Work to complete: Repeat all of the material exactly as given.

Source material:
■ ■ ■ ■ ■
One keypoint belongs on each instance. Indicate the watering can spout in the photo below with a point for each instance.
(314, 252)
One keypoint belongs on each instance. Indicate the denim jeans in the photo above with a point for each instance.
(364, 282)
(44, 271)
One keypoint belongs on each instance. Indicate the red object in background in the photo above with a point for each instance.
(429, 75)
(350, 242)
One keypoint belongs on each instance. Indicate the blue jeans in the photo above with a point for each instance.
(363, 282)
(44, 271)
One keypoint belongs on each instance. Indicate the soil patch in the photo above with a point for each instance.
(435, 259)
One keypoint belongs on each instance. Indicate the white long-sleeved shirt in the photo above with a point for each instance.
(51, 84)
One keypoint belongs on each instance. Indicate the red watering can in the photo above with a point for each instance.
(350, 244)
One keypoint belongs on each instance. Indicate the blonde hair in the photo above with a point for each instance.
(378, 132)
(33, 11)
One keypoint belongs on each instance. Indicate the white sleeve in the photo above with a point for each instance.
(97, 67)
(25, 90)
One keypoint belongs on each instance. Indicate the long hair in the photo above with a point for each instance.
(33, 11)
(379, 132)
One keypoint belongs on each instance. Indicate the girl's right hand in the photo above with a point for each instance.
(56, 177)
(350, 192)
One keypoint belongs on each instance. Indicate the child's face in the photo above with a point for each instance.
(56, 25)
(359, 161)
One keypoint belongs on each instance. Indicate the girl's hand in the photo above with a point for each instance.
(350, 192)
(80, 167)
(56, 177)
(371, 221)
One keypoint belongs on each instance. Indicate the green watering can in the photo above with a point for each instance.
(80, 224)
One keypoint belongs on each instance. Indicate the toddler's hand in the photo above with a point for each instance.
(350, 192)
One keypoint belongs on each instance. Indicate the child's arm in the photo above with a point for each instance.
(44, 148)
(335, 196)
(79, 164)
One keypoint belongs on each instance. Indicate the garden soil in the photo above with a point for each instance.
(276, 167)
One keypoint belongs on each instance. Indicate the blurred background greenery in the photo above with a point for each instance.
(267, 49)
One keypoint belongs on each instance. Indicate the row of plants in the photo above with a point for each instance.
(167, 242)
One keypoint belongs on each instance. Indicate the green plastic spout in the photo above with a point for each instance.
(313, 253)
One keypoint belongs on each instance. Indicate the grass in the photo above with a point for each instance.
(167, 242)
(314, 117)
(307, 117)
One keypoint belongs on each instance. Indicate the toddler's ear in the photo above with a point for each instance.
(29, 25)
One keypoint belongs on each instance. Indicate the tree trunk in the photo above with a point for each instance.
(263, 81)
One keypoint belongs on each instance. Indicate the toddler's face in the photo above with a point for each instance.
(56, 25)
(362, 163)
■ ■ ■ ■ ■
Result below:
One keypoint belongs on each instance. Indicate the watering can spout in the photo below with a point for each instance.
(314, 252)
One keypoint belongs on each instance. Indicate the denim jeans in the photo above with a point for each instance.
(364, 282)
(44, 271)
One keypoint belongs on each instance. Indicate the red object in background in the photo above with a point for each instance.
(429, 75)
(350, 242)
One keypoint belongs on each instance. Indicate the blue jeans in the photo above with a point for each instance.
(363, 282)
(44, 271)
One keypoint belongs on each instance. Indicate the soil patch in the photo above with a point for each instance.
(435, 259)
One keypoint belongs on each instance. Indicate the white long-sleeved shirt in the photo above with a point for each instance.
(51, 84)
One keypoint belongs on each instance. Indicate the red watering can in the photo above with a point for each instance.
(350, 244)
One keypoint belongs on each instance. Indicate the blonde hair in the photo above with a point for each instance.
(378, 132)
(33, 11)
One keypoint belongs on each instance. Indicate the white sleeve in the photo above with a point for each instance.
(97, 67)
(25, 90)
One keypoint belongs on each instance. Indicate the long hair in the photo above with a point for each instance.
(33, 11)
(379, 132)
One keypoint belongs on each instance. Indicate the girl's right hand in the photo above with a point for each instance.
(56, 177)
(350, 192)
One keypoint belongs on each instance. Indicate the child's face in the photo above with a point for each instance.
(56, 25)
(359, 161)
One keypoint belongs on each instance. Indicate the girl's hand in the photo above with a point for each instance.
(350, 192)
(80, 167)
(56, 177)
(371, 221)
One keypoint belongs on each instance. Indicate the green watering can in the photo above with a point for each instance.
(80, 224)
One keypoint belongs on each instance. Indicate the toddler's hand in the photo above with a point for each instance.
(350, 192)
One keypoint belongs on each instance. Indicate the child's arm in the photo above with a point for each instance.
(44, 148)
(335, 196)
(79, 164)
One keypoint belongs on each instance. Indicate the garden soil in the photo above with a point for each instance.
(276, 167)
One keypoint belongs on each instance. Indicate the blurred background greenery in the photo above with a point for each instance.
(267, 49)
One keypoint belongs on each instance. Indicate the row of plants in the photo above with a point for each instance.
(167, 242)
One keypoint belongs on each instance. Indicate the green plastic spout in the photo above with a point for each instance.
(313, 253)
One keypoint belongs on each instance. Indicate the grass in the photo above with a point for each instance.
(167, 242)
(314, 117)
(307, 117)
One keypoint belongs on each instance. Indicate the toddler's ear in the photo above with a point for each instance.
(29, 25)
One keypoint belongs on each instance. Indicate the tree trunk in the photo above with a point for each instance.
(263, 81)
One keypoint belongs on each instance. Indicate the toddler's face in the photo above with a point for each instance.
(56, 25)
(362, 163)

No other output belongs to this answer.